** Problem to work on **
You are asked to filter the data below and copy every line holding "reflection".

(Record extracts Opens)

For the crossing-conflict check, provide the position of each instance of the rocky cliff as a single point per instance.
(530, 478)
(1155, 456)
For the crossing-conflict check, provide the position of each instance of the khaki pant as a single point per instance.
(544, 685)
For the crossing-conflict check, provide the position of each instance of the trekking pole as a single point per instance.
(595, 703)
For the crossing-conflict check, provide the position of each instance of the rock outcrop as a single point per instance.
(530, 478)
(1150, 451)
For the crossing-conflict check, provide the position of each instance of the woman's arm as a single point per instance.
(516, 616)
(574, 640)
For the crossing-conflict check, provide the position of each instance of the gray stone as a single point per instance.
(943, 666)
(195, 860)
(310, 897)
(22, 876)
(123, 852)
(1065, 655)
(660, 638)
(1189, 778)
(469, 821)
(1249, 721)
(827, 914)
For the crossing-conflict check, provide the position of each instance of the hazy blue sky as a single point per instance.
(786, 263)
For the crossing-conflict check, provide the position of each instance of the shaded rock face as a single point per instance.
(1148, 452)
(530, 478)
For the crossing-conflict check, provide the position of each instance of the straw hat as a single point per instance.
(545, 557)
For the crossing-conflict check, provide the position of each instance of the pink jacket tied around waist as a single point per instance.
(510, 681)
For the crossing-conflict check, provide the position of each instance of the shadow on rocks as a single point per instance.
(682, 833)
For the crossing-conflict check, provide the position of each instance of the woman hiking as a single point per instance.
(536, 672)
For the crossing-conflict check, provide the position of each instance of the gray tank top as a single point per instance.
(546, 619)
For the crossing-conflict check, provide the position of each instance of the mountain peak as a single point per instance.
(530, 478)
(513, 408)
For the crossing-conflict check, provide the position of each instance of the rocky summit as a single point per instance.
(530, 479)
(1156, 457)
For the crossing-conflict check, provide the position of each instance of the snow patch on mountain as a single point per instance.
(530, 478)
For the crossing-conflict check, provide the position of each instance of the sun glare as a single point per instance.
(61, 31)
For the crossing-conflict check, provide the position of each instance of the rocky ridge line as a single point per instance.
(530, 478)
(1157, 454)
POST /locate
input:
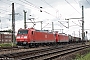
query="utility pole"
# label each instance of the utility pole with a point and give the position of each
(52, 27)
(24, 18)
(82, 23)
(41, 25)
(13, 23)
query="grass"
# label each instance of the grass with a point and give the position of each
(81, 57)
(7, 45)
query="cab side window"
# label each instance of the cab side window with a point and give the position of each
(32, 32)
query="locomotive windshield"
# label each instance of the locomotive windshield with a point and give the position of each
(23, 32)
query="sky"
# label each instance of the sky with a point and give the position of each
(55, 11)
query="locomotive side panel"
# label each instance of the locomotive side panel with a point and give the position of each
(63, 38)
(39, 37)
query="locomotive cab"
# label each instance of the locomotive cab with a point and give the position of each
(24, 36)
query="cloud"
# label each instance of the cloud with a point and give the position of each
(85, 3)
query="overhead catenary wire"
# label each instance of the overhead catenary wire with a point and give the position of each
(88, 2)
(72, 7)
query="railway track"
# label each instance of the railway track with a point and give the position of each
(45, 53)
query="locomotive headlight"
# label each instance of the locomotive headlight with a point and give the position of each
(25, 36)
(18, 37)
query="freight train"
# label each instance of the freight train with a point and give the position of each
(32, 37)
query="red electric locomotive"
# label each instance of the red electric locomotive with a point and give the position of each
(34, 37)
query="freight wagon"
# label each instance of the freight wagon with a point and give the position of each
(5, 38)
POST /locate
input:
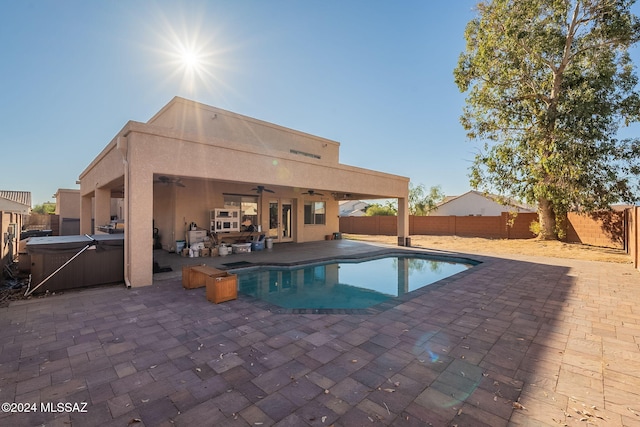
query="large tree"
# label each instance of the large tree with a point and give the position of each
(549, 83)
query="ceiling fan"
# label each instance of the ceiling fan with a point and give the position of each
(261, 188)
(168, 180)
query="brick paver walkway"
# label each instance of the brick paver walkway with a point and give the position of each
(520, 341)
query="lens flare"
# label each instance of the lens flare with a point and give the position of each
(188, 51)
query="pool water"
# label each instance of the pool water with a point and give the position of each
(344, 284)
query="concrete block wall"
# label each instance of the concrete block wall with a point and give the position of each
(598, 229)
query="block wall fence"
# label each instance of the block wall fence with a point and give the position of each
(605, 229)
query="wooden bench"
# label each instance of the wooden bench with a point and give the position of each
(195, 276)
(222, 287)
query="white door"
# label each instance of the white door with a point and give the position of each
(281, 220)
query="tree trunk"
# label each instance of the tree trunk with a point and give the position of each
(547, 220)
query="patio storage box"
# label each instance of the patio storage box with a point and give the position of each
(101, 263)
(222, 288)
(194, 276)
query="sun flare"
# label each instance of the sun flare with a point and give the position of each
(193, 53)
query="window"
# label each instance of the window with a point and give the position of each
(315, 213)
(248, 206)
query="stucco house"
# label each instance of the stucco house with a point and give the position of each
(195, 164)
(475, 203)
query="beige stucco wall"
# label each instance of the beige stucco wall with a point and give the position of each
(191, 118)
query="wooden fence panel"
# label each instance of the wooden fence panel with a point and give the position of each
(600, 229)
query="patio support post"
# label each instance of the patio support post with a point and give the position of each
(103, 206)
(403, 221)
(86, 207)
(139, 233)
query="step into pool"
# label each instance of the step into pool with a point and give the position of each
(345, 284)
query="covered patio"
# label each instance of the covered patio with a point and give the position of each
(191, 162)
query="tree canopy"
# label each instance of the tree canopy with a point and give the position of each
(549, 83)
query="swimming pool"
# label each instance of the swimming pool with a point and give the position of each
(345, 284)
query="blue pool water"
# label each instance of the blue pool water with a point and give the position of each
(344, 284)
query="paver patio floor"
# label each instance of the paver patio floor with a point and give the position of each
(513, 341)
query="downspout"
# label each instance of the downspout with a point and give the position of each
(123, 146)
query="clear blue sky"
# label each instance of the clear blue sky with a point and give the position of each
(376, 76)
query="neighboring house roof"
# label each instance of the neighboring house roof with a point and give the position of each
(20, 197)
(498, 199)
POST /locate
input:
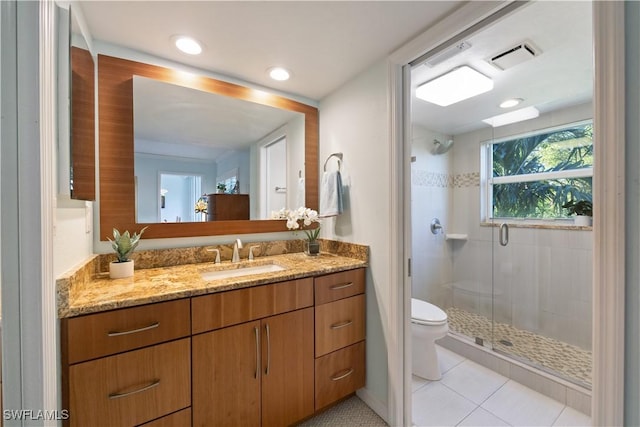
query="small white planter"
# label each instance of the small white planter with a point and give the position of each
(120, 270)
(582, 220)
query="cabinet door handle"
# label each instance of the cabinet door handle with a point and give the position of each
(256, 331)
(266, 327)
(133, 331)
(345, 375)
(341, 324)
(341, 286)
(151, 385)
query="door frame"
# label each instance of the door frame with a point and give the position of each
(608, 228)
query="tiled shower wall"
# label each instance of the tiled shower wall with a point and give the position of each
(543, 278)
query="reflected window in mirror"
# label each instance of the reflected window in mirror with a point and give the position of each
(119, 188)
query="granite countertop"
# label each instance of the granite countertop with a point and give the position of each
(149, 285)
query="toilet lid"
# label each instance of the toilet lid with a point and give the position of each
(425, 313)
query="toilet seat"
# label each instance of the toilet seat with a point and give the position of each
(424, 313)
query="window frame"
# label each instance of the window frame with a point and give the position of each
(487, 180)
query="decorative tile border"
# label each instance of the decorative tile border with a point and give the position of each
(423, 178)
(471, 179)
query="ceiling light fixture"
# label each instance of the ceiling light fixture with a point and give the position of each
(188, 45)
(459, 84)
(511, 102)
(280, 74)
(513, 117)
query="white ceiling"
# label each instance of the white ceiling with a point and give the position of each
(323, 43)
(560, 76)
(327, 43)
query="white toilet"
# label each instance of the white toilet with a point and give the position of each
(428, 323)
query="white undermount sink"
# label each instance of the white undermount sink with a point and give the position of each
(241, 271)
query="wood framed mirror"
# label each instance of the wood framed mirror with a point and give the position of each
(116, 134)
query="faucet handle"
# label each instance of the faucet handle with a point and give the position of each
(251, 248)
(217, 251)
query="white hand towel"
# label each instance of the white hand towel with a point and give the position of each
(300, 193)
(331, 194)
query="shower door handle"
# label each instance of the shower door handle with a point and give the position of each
(504, 234)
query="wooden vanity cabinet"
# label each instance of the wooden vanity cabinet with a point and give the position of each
(261, 370)
(268, 355)
(339, 335)
(127, 367)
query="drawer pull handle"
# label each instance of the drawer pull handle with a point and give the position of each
(345, 375)
(256, 331)
(341, 324)
(266, 371)
(341, 286)
(151, 385)
(133, 331)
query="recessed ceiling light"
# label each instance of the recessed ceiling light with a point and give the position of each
(513, 117)
(511, 102)
(279, 73)
(188, 45)
(457, 85)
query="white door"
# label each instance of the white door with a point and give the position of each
(275, 177)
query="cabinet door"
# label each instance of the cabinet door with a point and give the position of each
(226, 377)
(287, 368)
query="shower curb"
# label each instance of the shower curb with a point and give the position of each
(565, 392)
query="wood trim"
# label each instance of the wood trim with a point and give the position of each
(117, 186)
(607, 407)
(83, 128)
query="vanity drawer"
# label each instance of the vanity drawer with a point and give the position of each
(340, 285)
(131, 388)
(177, 419)
(102, 334)
(228, 308)
(339, 324)
(339, 374)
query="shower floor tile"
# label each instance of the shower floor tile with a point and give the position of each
(568, 361)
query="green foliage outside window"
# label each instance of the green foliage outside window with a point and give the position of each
(548, 152)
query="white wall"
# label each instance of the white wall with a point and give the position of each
(354, 121)
(543, 280)
(431, 197)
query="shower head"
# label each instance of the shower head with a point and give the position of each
(441, 147)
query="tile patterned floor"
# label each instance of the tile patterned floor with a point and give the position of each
(351, 412)
(471, 395)
(567, 361)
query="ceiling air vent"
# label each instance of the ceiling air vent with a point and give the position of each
(514, 56)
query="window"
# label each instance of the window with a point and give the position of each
(531, 176)
(229, 180)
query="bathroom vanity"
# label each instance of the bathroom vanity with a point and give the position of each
(266, 349)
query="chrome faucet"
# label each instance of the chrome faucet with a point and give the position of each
(236, 256)
(251, 248)
(217, 251)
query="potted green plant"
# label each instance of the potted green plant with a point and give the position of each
(123, 244)
(582, 209)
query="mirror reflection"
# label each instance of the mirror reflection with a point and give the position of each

(Record extracts Closes)

** Expected output **
query="mirror reflection"
# label each instance of the mirror reflection with a point and give the position of each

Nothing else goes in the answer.